Scale the listing below from the line containing "Verification task. The crédit" through the end, and write those lines out again, requests included. Multiply every coordinate in the answers by 1.75 and round each to a whole number, with halves rounding up; leave the numbers in the requests and their format samples unchanged.

**Records for the exercise:**
┌──

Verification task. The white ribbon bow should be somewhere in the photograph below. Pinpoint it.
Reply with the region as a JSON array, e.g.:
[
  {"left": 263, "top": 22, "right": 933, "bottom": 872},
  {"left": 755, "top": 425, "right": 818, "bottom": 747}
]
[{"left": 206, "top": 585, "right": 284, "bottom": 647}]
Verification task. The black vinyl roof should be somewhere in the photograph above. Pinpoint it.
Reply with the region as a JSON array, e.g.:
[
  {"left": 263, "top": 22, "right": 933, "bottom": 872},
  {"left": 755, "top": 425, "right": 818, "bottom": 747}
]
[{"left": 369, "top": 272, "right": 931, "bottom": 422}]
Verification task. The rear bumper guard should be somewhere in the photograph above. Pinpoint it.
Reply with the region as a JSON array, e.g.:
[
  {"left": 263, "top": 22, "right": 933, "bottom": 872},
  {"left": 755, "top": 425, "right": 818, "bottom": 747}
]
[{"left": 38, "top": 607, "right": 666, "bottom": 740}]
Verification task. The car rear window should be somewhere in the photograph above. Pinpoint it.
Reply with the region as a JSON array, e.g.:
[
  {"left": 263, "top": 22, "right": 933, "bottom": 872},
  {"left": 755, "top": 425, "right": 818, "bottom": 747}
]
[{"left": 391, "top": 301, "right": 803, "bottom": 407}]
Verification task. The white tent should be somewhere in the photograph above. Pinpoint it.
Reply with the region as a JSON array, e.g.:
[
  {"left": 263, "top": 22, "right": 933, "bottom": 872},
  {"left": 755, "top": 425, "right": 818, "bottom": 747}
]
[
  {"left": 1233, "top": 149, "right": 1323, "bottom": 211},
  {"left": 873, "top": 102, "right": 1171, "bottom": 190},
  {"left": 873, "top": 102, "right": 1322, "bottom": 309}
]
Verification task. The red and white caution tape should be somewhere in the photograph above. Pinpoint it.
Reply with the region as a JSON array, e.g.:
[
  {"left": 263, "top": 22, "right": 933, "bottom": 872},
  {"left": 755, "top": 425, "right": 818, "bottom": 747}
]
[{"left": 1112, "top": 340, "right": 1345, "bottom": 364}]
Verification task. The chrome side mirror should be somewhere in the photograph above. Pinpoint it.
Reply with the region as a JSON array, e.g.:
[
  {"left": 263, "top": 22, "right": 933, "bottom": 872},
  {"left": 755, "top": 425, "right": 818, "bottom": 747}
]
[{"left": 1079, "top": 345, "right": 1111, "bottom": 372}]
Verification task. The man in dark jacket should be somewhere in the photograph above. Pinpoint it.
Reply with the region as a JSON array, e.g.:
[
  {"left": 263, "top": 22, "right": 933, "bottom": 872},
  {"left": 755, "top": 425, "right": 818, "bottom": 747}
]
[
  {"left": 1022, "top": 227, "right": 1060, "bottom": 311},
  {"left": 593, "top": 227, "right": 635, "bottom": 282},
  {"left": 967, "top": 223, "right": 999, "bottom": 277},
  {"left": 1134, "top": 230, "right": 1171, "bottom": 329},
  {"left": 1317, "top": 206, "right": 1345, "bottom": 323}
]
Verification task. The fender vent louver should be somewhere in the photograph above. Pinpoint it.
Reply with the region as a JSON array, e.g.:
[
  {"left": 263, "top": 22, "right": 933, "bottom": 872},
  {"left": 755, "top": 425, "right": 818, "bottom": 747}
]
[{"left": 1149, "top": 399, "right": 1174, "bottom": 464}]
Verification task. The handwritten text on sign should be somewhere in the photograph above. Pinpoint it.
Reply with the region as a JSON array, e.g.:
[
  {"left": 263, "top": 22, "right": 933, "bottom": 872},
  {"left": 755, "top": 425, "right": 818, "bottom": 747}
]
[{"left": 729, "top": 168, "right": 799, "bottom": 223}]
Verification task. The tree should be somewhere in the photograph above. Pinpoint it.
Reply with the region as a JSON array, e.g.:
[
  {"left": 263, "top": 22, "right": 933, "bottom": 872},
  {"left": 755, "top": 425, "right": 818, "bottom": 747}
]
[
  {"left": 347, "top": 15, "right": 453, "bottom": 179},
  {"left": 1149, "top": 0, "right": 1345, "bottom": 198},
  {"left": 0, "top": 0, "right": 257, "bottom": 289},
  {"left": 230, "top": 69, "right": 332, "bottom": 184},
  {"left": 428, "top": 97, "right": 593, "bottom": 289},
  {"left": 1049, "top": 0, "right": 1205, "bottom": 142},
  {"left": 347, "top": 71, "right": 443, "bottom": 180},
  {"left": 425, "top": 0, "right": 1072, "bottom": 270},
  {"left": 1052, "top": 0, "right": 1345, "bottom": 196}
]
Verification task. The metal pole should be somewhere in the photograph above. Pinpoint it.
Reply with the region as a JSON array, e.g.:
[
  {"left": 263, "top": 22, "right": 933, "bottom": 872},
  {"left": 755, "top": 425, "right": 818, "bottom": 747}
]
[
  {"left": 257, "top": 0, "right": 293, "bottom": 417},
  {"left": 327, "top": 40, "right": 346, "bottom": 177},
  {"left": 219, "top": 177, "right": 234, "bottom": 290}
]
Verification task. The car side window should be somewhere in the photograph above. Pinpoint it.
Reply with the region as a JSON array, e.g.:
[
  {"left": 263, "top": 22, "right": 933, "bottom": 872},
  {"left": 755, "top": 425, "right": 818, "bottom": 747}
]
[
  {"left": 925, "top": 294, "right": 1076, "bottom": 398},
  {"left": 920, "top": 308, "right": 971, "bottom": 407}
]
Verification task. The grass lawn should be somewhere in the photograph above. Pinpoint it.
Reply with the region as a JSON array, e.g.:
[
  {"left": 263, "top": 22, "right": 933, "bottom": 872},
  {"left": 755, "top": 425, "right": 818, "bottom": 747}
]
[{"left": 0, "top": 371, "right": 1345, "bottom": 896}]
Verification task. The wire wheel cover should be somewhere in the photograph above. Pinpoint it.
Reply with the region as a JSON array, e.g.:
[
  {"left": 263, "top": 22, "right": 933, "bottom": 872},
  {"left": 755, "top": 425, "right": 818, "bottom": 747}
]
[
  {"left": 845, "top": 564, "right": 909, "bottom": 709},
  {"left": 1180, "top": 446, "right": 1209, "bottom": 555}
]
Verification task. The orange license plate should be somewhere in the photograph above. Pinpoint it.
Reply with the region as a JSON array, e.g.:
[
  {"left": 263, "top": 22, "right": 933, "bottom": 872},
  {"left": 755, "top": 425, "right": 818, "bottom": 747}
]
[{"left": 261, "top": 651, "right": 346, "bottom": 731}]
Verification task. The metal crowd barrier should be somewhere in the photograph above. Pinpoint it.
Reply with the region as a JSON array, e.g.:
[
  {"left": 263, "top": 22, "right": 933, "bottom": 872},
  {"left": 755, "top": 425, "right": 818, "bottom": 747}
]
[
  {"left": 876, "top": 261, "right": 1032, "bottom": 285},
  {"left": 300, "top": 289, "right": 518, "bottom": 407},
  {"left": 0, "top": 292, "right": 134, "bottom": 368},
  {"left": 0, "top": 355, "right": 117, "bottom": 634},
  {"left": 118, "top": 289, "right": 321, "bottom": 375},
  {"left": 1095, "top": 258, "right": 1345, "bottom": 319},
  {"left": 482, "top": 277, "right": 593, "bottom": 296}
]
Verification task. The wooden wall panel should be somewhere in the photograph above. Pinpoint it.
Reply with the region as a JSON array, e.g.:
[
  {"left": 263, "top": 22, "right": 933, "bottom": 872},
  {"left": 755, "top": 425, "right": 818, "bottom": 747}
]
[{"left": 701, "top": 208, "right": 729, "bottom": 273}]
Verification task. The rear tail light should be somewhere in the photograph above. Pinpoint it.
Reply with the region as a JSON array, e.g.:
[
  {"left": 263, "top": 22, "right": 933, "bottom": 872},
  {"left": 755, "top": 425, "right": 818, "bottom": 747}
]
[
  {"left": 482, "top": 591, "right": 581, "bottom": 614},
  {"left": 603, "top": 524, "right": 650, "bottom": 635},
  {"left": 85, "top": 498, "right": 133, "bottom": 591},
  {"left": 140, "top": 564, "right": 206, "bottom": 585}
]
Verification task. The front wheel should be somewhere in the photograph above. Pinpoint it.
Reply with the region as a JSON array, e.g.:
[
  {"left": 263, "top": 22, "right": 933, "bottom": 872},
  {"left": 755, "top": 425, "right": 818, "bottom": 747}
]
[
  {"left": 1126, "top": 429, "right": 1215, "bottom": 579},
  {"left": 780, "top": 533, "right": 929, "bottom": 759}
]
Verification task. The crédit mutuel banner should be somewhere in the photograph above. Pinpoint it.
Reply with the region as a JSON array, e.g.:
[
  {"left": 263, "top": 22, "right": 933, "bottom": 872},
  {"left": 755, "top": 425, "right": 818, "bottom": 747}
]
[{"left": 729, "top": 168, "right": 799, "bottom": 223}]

└──

**Task solution:**
Verification task. The crédit mutuel banner should be somewhere in the photograph above. Pinpoint it.
Reply with the region as a JSON array, e.g.:
[
  {"left": 263, "top": 22, "right": 933, "bottom": 872},
  {"left": 755, "top": 425, "right": 818, "bottom": 747}
]
[{"left": 1276, "top": 294, "right": 1398, "bottom": 390}]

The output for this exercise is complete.